With the pictures left out, every record must be reproduced exactly.

Material for this exercise
^^^^

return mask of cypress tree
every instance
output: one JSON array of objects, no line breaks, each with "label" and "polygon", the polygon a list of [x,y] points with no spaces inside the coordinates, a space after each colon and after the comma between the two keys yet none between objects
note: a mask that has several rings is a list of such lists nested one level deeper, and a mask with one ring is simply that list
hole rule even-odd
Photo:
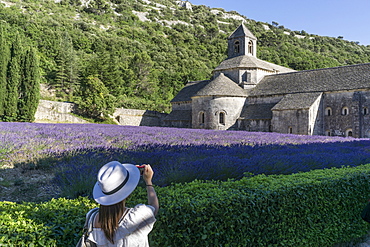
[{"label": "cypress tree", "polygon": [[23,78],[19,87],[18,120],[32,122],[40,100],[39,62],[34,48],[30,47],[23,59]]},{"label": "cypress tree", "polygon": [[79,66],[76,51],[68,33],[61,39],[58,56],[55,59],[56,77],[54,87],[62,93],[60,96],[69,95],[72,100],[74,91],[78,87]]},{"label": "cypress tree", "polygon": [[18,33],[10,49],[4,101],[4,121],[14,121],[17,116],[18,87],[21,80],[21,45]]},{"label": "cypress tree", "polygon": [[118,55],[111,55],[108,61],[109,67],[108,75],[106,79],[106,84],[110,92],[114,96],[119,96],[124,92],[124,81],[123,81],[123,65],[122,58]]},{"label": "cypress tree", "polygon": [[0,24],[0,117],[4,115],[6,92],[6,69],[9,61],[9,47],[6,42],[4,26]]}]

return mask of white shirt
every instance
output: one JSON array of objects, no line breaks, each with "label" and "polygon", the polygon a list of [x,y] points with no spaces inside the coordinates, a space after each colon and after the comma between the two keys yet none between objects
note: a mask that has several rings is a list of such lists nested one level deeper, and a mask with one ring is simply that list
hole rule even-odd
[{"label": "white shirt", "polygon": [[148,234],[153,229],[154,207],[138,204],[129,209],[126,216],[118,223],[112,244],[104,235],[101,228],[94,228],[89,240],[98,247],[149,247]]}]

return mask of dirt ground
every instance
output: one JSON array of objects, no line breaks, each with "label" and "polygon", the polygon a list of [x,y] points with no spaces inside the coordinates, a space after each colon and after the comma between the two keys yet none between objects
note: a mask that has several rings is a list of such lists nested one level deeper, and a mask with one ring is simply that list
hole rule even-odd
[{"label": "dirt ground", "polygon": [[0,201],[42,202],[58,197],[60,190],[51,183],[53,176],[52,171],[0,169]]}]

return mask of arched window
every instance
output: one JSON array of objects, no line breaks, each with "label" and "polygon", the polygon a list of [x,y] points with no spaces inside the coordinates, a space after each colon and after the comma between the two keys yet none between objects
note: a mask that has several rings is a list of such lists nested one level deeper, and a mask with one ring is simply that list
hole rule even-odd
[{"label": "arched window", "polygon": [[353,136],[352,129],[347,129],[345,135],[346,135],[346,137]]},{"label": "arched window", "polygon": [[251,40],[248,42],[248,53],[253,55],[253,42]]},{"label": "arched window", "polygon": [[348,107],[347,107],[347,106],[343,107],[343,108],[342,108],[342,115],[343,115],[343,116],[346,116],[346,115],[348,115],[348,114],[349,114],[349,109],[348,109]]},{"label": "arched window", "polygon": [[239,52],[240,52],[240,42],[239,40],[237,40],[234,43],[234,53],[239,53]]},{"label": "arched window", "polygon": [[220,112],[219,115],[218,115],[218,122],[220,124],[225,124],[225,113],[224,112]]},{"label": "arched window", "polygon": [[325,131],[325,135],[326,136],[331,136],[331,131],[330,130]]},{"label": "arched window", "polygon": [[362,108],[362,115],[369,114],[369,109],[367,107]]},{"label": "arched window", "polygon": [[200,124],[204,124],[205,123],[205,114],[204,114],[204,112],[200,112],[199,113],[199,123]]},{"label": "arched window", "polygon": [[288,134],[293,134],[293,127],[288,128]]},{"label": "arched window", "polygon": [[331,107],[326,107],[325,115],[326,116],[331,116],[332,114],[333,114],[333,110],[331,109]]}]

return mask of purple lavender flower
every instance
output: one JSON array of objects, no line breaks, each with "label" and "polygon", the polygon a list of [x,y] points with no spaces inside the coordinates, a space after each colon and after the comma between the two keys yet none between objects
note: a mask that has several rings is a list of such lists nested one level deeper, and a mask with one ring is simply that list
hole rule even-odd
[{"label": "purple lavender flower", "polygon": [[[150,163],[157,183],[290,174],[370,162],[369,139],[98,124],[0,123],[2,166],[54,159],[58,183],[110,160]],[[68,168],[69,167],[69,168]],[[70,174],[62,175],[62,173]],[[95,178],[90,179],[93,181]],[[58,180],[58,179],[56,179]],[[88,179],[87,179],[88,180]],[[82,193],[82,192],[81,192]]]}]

^^^^

Solution below
return mask of cypress tree
every instance
output: one JSON array of objects, no line breaks, each with "label" and "polygon", the polygon a list of [x,y] points with no spaces inside the coordinates, a space after each colon and after the comma between the two keys yet none between objects
note: a mask that has several rings is a list of such lists nested one level deeper, and a mask with one ring is simply that list
hole rule even-odd
Photo:
[{"label": "cypress tree", "polygon": [[23,78],[19,87],[18,120],[32,122],[40,100],[39,62],[34,48],[30,47],[23,59]]},{"label": "cypress tree", "polygon": [[79,66],[76,51],[68,33],[61,39],[58,56],[55,59],[56,77],[54,87],[62,93],[60,96],[69,95],[72,100],[74,91],[78,87]]},{"label": "cypress tree", "polygon": [[18,33],[10,49],[4,101],[4,121],[14,121],[17,116],[18,87],[21,80],[21,45]]},{"label": "cypress tree", "polygon": [[118,55],[111,55],[108,61],[109,67],[108,75],[106,79],[106,84],[110,92],[114,96],[119,96],[124,92],[124,81],[123,81],[123,65],[122,58]]},{"label": "cypress tree", "polygon": [[0,24],[0,117],[4,115],[6,92],[6,69],[9,61],[9,47],[6,42],[4,26]]}]

return mask of white shirt
every instance
output: one JSON array of objects, no line breaks, each with "label" and "polygon", the polygon a list of [x,y] points with no spaces inside the coordinates, a space after each colon and after the comma between the two keys yet none between objects
note: a mask that has several rings is a list of such lists nested one level deeper, and a mask with one ring is simply that list
hole rule even-odd
[{"label": "white shirt", "polygon": [[148,234],[153,229],[154,207],[138,204],[129,209],[126,216],[118,223],[112,244],[104,235],[101,228],[94,228],[89,240],[98,247],[149,247]]}]

return mask of dirt ground
every instance
output: one JSON array of objects, no line breaks, each with "label" and "polygon", the polygon a list of [x,y] points with no spaces inside the coordinates, a space after each colon and after the comma between the two keys yet none between objects
note: a mask that has several rings is a list of such lists nested one level deeper, and a mask with one ring is simply that list
hole rule even-odd
[{"label": "dirt ground", "polygon": [[0,201],[42,202],[58,197],[60,190],[51,183],[53,176],[52,171],[0,169]]}]

return mask of arched window
every instance
output: one JSON array of objects, no line breaks, each with "label" and "polygon", the polygon a list of [x,y] points with no spaces inside the coordinates, a space after each colon and after the comma between the two keys yet none between objects
note: a mask that has several rings is a list of such lists nested one level deeper, and a mask with one ring is simply that list
hole rule even-odd
[{"label": "arched window", "polygon": [[353,136],[352,129],[347,129],[345,135],[346,135],[346,137]]},{"label": "arched window", "polygon": [[251,40],[248,42],[248,53],[253,55],[253,42]]},{"label": "arched window", "polygon": [[348,107],[347,107],[347,106],[343,107],[343,108],[342,108],[342,115],[343,115],[343,116],[346,116],[346,115],[348,115],[348,114],[349,114],[349,109],[348,109]]},{"label": "arched window", "polygon": [[239,52],[240,52],[240,42],[239,40],[237,40],[234,43],[234,53],[239,53]]},{"label": "arched window", "polygon": [[220,112],[219,115],[218,115],[218,122],[220,124],[225,124],[225,113],[224,112]]},{"label": "arched window", "polygon": [[325,131],[325,135],[326,136],[331,136],[331,131],[330,130]]},{"label": "arched window", "polygon": [[362,108],[362,115],[369,114],[369,109],[367,107]]},{"label": "arched window", "polygon": [[200,124],[204,124],[205,123],[205,114],[204,114],[204,112],[200,112],[199,113],[199,123]]},{"label": "arched window", "polygon": [[288,134],[293,134],[293,127],[288,128]]},{"label": "arched window", "polygon": [[331,107],[326,107],[325,115],[326,116],[331,116],[332,114],[333,114],[333,110],[331,109]]}]

return mask of purple lavender flower
every instance
output: one JSON array of objects, no line breaks, each with "label" and "polygon", the polygon a list of [x,y] points with no spaces inside the coordinates, a space after each colon and after the comma between the two keys yet none between objects
note: a mask that has several rings is a list of such lists nested one level deeper, and a mask with one ring is simply that list
hole rule even-odd
[{"label": "purple lavender flower", "polygon": [[[150,163],[157,183],[290,174],[370,162],[369,139],[98,124],[0,123],[2,166],[54,159],[58,183],[110,160]],[[68,168],[69,167],[69,168]],[[70,174],[62,175],[62,173]],[[95,178],[90,179],[93,181]],[[58,180],[58,179],[56,179]],[[88,179],[87,179],[88,180]],[[82,193],[82,192],[81,192]]]}]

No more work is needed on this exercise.